▶ [STATED PROBLEM 1]: The forum post on Dirichlet L-functions opens with three quantities that are given, each with a condition. List them together with their conditions.
▶ [STATED PROBLEM 2]: According to the forum post on Dirichlet L-functions, which result in which paper is the stated claim?

▶ [TEXT PASSAGE]:
==================================================

Elementary Question on Dirichlet L-functions

intrigued · 2011-02-23, 20:10

Given $\epsilon > 0$ , $K(\epsilon) \ge 2$ , and $c > 0$ , such that if $q > K$ and for every $d \mid q$ with $\chi$ a primitive character $\pmod d$ we have if $L(s, \chi) \ne 0$ , for $Re(s) > 1 - \frac{1}{(\log q)^{3/4}}$ and $|t| \le \exp(\epsilon \left(\log q \right)^{3/4})$ , then, for any $a$ with $\gcd(a,q) = 1$ , we have $\pi(x;q,a) \ge \frac{cx}{\varphi(q)\log x}$ whenever $q < x^{0.472}$ . This is Theorem 2 of Harman's paper (which I have attached to this post).

==================================================

▶ [RECORDED INFORMATION]:

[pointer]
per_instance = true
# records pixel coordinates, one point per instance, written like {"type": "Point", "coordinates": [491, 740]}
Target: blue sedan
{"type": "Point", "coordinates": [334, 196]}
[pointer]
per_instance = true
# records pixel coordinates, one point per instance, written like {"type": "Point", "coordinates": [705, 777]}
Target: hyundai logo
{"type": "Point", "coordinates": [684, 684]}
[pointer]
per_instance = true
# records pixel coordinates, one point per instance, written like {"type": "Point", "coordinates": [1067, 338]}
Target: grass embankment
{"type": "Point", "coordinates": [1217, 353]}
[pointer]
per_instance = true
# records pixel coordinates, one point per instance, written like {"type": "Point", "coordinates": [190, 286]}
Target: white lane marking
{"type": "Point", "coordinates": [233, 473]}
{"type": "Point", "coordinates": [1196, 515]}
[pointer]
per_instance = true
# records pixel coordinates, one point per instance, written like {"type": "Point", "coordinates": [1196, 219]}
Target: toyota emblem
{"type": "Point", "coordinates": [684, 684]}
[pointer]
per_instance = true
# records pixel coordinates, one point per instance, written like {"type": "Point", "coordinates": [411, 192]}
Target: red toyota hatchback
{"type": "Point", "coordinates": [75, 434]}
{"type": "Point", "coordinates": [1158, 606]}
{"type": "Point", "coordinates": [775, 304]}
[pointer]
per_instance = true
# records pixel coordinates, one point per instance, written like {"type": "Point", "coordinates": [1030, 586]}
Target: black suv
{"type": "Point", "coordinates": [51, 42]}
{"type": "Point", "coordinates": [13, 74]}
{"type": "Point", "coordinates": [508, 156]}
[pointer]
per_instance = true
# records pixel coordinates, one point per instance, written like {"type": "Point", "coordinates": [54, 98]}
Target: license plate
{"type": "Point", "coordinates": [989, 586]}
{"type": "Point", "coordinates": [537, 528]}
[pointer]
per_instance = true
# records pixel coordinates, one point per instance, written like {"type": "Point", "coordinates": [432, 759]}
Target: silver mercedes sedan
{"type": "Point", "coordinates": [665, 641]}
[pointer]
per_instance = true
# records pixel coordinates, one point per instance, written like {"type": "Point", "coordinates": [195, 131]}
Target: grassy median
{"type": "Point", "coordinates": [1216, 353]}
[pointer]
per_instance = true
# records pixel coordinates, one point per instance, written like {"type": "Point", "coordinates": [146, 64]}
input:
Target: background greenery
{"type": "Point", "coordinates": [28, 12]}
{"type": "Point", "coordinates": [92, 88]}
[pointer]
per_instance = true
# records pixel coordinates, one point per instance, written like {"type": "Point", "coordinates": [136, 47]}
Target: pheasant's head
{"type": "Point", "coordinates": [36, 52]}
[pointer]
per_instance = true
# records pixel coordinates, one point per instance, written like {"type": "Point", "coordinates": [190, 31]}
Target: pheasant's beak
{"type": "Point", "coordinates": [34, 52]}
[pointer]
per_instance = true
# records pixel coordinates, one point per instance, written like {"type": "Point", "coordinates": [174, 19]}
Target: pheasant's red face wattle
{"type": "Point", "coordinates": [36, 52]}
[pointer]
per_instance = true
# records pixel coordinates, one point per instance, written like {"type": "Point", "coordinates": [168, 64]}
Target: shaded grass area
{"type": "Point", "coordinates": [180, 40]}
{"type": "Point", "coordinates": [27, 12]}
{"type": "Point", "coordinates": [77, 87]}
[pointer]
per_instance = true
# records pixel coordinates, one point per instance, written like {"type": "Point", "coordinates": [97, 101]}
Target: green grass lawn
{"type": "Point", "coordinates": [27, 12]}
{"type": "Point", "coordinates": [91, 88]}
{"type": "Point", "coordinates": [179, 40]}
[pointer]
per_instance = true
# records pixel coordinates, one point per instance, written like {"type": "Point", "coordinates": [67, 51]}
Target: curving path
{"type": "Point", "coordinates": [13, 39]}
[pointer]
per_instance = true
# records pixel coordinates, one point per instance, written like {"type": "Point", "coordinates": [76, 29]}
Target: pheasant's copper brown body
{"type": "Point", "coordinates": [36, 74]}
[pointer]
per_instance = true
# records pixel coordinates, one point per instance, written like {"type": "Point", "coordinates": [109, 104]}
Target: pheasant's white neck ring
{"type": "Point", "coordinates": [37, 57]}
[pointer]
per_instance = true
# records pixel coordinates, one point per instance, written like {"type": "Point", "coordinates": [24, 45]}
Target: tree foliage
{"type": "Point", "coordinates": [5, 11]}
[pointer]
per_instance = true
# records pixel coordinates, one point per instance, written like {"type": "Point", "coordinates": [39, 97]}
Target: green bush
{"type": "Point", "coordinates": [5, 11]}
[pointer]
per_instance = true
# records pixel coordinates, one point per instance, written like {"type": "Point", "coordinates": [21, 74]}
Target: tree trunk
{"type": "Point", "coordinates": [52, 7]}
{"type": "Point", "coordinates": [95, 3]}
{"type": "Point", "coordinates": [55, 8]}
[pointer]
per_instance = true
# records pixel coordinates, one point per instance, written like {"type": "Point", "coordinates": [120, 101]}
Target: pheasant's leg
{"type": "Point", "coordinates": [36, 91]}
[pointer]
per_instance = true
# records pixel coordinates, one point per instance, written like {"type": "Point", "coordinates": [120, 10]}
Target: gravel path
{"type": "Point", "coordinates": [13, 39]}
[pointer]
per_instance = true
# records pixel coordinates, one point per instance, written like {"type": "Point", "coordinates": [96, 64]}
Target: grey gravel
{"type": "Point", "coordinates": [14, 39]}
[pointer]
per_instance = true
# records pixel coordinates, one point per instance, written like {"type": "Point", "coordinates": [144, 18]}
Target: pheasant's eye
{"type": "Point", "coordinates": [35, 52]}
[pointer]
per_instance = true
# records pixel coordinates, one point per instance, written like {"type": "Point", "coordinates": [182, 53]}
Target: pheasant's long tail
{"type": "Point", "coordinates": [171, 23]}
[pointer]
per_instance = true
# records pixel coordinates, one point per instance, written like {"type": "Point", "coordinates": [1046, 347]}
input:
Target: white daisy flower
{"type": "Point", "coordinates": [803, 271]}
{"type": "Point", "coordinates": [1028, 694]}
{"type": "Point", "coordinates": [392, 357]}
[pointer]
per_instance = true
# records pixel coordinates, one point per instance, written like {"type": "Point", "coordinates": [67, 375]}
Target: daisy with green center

==================================================

▶ [WORKED SOLUTION 1]: ε > 0, K(ε) ≥ 2, and c > 0

▶ [WORKED SOLUTION 2]: It is Theorem 2 of Harman's paper.